» **Reading text**
/---
Skip to content

RecursionError when adding a page to the writer (Length references own object) #3112

@BLeQuerrec

Description

@BLeQuerrec

Environment

Which environment were you using when you encountered the problem?

$ python -m platform
Linux-6.6.72-1-lts-x86_64-with-glibc2.40

$ python -c "import pypdf;print(pypdf._debug_versions)"
pypdf==5.3.0, crypt_provider=('local_crypt_fallback', '0.0.0'), PIL=none

Tested with python 3.11 and 3.13.

Code + PDF

This is a minimal, complete example that shows the issue:

from pypdf import PdfReader
from pypdf import PdfWriter
reader = PdfReader('pdf.pdf')
writer = PdfWriter()

for page in reader.pages:
    writer.add_page(page)

PDF file that crashes: https://www.orne.gouv.fr/contenu/telechargement/19233/154986/file/Sp%C3%A9cial%20n%C2%B0%2015%20du%20jeudi%2022%20f%C3%A9vrier%202024.pdf

Traceback

This is the complete traceback I see:

Traceback (most recent call last):
  File "/tmp/tmp.pbkfI82lWz/lib/python3.11/site-packages/pypdf/generic/_data_structures.py", line 583, in read_from_stream
    key = read_object(stream, pdf)
          ^^^^^^^^^^^^^^^^^^^^^^^^
  File "/tmp/tmp.pbkfI82lWz/lib/python3.11/site-packages/pypdf/generic/_data_structures.py", line 1456, in read_object
    return NameObject.read_from_stream(stream, pdf)
           ^^^^^^^^^^^^^^^^^^^^^^^^^^^^^^^^^^^^^^^^
  File "/tmp/tmp.pbkfI82lWz/lib/python3.11/site-packages/pypdf/generic/_base.py", line 858, in read_from_stream
    name += read_until_regex(stream, NameObject.delimiter_pattern)
            ^^^^^^^^^^^^^^^^^^^^^^^^^^^^^^^^^^^^^^^^^^^^^^^^^^^^^^
  File "/tmp/tmp.pbkfI82lWz/lib/python3.11/site-packages/pypdf/_utils.py", line 240, in read_until_regex
    m = regex.search(name + tok)
\---
» **Short task 1**
Which Python versions does the bug report say were tested?

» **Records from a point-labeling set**
/---
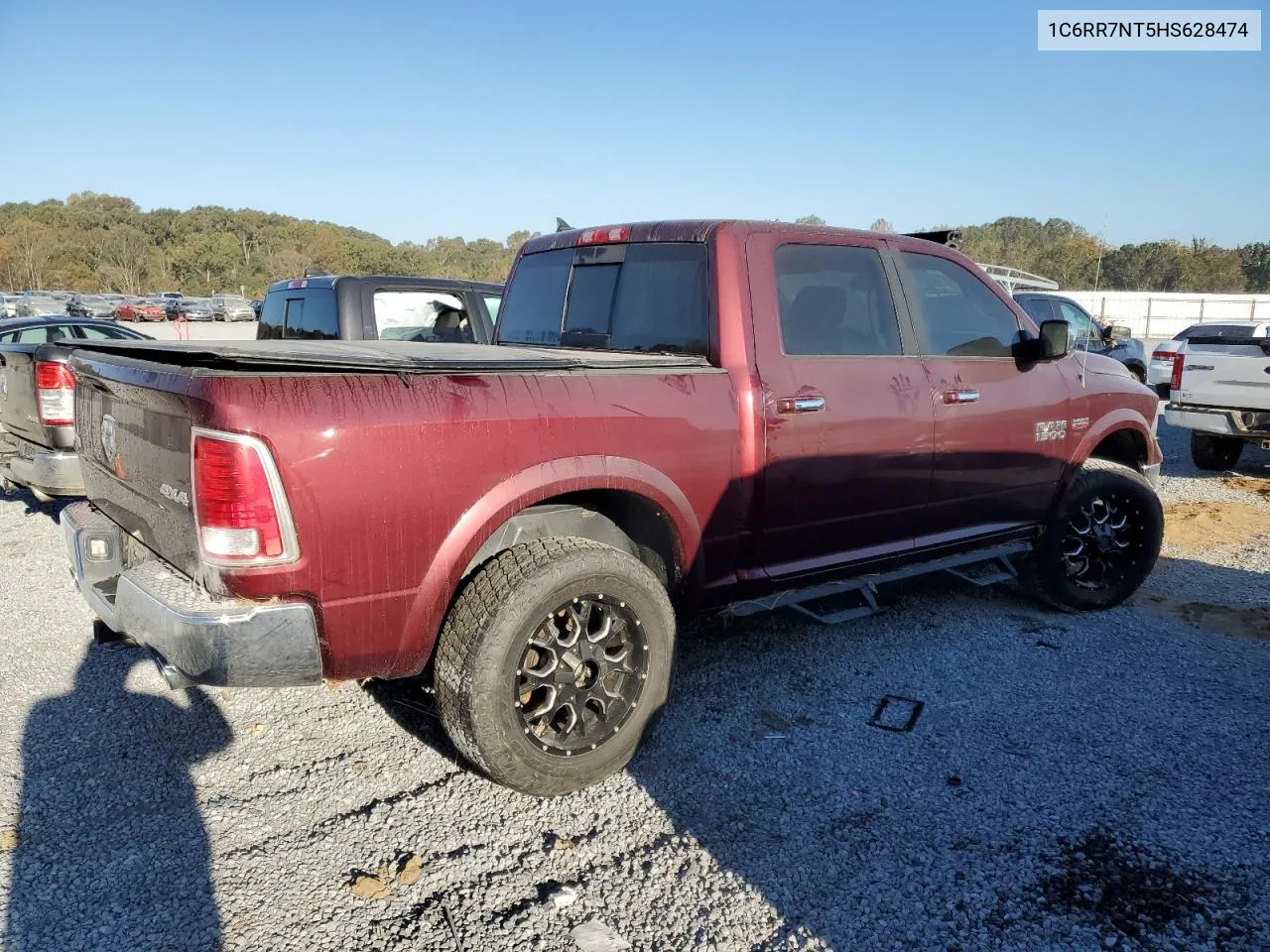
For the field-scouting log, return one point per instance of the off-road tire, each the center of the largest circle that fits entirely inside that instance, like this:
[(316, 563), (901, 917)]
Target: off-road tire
[(483, 640), (1046, 572), (1215, 453)]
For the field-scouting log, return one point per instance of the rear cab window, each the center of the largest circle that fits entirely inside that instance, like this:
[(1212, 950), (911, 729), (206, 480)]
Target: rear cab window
[(308, 313), (643, 298), (422, 315)]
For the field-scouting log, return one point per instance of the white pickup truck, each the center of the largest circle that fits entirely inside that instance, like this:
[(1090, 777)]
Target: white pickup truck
[(1220, 393)]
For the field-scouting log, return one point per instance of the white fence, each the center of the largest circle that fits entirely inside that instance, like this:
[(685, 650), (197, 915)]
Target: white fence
[(1156, 315)]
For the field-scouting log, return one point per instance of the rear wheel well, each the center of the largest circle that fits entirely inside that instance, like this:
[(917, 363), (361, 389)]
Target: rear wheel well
[(1125, 445), (625, 521)]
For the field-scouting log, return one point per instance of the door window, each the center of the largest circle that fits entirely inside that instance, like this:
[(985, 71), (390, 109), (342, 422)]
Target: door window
[(492, 303), (1080, 329), (1037, 307), (961, 315), (834, 299), (45, 334)]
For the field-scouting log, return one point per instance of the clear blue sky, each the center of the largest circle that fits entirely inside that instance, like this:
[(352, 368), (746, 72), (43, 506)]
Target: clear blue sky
[(476, 118)]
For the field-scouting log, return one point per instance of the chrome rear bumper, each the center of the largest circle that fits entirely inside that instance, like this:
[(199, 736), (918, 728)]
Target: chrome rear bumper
[(56, 472), (195, 639)]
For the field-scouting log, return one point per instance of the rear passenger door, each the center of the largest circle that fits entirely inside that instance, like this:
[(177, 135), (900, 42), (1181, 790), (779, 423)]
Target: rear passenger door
[(848, 417), (1000, 424)]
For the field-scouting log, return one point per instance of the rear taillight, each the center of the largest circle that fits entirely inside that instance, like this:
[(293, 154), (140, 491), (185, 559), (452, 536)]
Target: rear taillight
[(240, 508), (603, 236), (55, 394)]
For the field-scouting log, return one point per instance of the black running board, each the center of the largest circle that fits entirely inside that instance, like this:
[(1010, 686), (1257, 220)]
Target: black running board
[(837, 602)]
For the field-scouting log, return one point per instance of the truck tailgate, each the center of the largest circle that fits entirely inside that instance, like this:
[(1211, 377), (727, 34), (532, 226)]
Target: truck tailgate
[(134, 429), (1228, 375)]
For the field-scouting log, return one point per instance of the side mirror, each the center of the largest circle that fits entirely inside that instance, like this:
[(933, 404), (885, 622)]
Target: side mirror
[(1053, 340)]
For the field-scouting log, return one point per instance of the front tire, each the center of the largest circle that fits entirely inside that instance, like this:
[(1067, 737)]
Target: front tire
[(1101, 542), (1215, 453), (553, 662)]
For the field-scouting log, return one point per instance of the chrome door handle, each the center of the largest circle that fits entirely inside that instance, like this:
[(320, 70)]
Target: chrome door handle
[(799, 405)]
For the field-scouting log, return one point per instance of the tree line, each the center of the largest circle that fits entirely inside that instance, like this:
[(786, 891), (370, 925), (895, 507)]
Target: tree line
[(105, 243)]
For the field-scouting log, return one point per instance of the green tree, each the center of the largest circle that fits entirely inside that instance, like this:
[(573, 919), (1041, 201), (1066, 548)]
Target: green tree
[(1255, 264), (31, 244)]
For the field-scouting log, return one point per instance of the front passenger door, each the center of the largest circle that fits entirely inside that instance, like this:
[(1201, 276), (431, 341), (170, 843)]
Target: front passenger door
[(997, 456)]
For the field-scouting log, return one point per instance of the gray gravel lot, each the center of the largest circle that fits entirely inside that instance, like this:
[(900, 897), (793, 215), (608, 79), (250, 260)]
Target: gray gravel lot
[(1072, 782)]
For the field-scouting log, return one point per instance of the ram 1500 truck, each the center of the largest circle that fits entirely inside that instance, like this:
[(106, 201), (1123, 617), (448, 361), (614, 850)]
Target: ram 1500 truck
[(693, 414), (1220, 393)]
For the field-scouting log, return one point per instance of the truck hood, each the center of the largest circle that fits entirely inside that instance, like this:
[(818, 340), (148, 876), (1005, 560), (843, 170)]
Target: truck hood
[(377, 356), (1106, 366)]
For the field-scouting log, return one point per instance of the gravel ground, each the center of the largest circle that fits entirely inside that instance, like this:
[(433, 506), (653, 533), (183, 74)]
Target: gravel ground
[(1071, 782)]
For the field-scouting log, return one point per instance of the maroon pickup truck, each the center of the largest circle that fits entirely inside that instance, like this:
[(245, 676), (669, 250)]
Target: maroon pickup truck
[(694, 414)]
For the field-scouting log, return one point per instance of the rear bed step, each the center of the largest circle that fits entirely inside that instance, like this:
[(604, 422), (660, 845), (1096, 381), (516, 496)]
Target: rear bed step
[(842, 601)]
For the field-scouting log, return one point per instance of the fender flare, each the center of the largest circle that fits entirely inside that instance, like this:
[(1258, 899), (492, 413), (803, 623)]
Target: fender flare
[(1119, 419), (513, 495)]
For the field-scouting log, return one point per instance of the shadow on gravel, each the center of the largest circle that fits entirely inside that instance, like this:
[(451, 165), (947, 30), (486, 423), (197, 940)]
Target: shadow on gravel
[(1026, 807), (413, 708), (33, 507), (111, 848)]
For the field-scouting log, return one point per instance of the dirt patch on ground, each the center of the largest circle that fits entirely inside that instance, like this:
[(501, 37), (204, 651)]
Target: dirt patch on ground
[(1243, 622), (1199, 526), (1248, 484), (1248, 622)]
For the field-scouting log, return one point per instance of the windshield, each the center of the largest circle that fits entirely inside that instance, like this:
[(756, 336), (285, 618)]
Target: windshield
[(638, 298)]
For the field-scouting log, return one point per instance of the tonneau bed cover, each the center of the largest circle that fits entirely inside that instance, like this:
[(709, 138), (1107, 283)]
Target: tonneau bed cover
[(377, 357)]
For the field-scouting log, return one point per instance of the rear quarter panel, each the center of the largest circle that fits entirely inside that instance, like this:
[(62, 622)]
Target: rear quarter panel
[(395, 483)]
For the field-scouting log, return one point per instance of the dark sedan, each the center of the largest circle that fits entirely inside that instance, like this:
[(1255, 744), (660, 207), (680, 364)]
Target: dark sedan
[(1086, 333), (91, 306), (193, 308)]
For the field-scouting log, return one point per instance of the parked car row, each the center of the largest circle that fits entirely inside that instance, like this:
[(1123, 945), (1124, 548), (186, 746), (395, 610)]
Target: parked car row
[(167, 304)]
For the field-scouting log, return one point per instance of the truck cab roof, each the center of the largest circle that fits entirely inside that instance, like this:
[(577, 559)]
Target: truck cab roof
[(703, 229)]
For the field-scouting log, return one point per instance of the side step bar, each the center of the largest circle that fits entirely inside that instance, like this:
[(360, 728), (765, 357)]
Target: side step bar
[(856, 598)]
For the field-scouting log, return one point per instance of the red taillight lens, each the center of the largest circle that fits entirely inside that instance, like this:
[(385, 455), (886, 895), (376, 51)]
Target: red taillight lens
[(603, 236), (55, 394), (239, 506)]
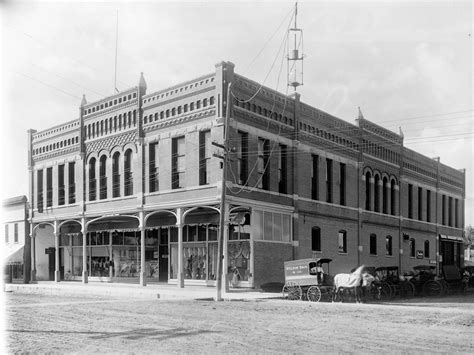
\---
» **Short task 2**
In the listing, substitute "site inspection log" for "field-scouting log" in everything from the line containing "the rear wheel" down to the line containing "[(837, 602)]", leaving everything else unchanged, and return only those lines.

» **Exercise answer 1**
Python 3.11 and 3.13.

» **Exercise answer 2**
For the site inspection log, return one point per instance of the rear wheel well, each the center of the largest circle that fits entirely inside that instance, like this:
[(917, 363), (361, 389)]
Target: rear wheel well
[(1125, 445), (625, 521)]
For the site inspection log, return one point per instance of the door window, each the center of the largest circle that fits entirely inside that instance, like this:
[(985, 71), (390, 109), (342, 422)]
Target: door window
[(492, 303), (1080, 329), (1037, 307), (961, 315), (834, 299), (45, 334)]
For the site inspection log, return one point per instance of the clear blue sky, each the center of the largest circle that fits entirely inside that instance, like this:
[(352, 368), (746, 72), (43, 506)]
Target: clear blue sky
[(476, 118)]
For the site inspection log, return one point per instance of the chrome rear bumper, each the center of the largest circle that fits entirely inside that instance, like this:
[(199, 736), (918, 728)]
Target: chrome rear bumper
[(56, 472), (195, 639)]
For the site inspection log, return one point per instance of the rear passenger door, each the center of the largest circle that fits entirely inside that instance, like this:
[(177, 135), (900, 42), (1181, 790), (779, 423)]
Target: rear passenger door
[(848, 417), (1000, 424)]
For the site inspection log, return one point per instance of the rear taillight, each the center of the largest circle that fits entirely inside that instance, like this:
[(293, 154), (140, 491), (185, 559), (452, 536)]
Target: rear taillight
[(240, 508), (603, 236), (55, 394)]
For the site inspection log, return one point per instance of the black running board, each the center of the largest circle that fits entirely inside that instance, like this:
[(1010, 686), (1257, 220)]
Target: black running board
[(837, 602)]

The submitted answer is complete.